→ Texte cité
******
Vous ne deviendrez probablement pas champion olympique au sprint, même si vous vous entraînez pendant des années. Mais vous allez notablement augmenter votre vitesse.
Même chose pour la créativité. Le prix à payer ? 10 000 heures d'«entraînement», à dessiner, peindre, écrire, jouer de la musique, concevoir des maquettes, etc.
Cette théorie des «10 000 heures pour devenir excellent dans n'importe quoi» a été élaborée par K. Anders Ericsson, psychologue et professeur à l'université d'État de Floride. Et le designer Luc Mayrand y adhère totalement.
En passant, 10 000 heures, c'est une heure par jour, sept jours sur sept, pendant... 27 ans !
Selon le Dr Ericsson, nous avons tous des talents innés, mais ceux-ci jouent un rôle négligeable : si Tiger Woods est si bon au golf, c'est d'abord et avant tout parce qu'il s'est beaucoup, beaucoup exercé.
«Ça fait plus de 10 000 heures que je m'exerce au karaté, j'ai ma ceinture noire depuis 25 ans et je commence seulement à découvrir cette discipline», affirme M. Mayrand, directeur exécutif de la création de Walt Disney Imagineering, la société responsable du design et de la production des parcs d'attractions du groupe Disney, ses quatre paquebots et ses hôtels.
Nous l'avons rencontré à nos bureaux lors de son passage à Montréal l'été dernier, alors qu'il participait à l'École d'été en management de la création dans la société de l'innovation. Il s'agit du produit phare de MosaiC, le pôle de formation et de recherche de HEC Montréal spécialisé en management de l'innovation et de la créativité.
******
→ Problème à résoudre
Répondez brièvement aux trois points suivants en vous appuyant sur le texte cité.
1. Qui a élaboré la théorie des «10 000 heures pour devenir excellent dans n'importe quoi» ?
2. Depuis combien d'années Luc Mayrand a-t-il sa ceinture noire de karaté ?
3. À combien d'années correspondent 10 000 heures à raison d'une heure par jour, sept jours sur sept ?

→ Extrait de données
******
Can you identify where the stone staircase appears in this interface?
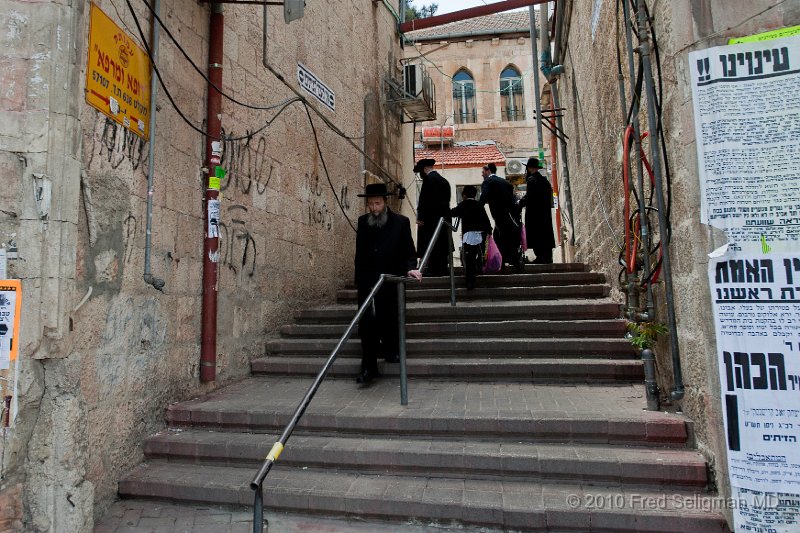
******
→ Réponse à l'exercice
1. K. Anders Ericsson, psychologue et professeur à l'université d'État de Floride.
2. Depuis 25 ans.
3. À 27 ans.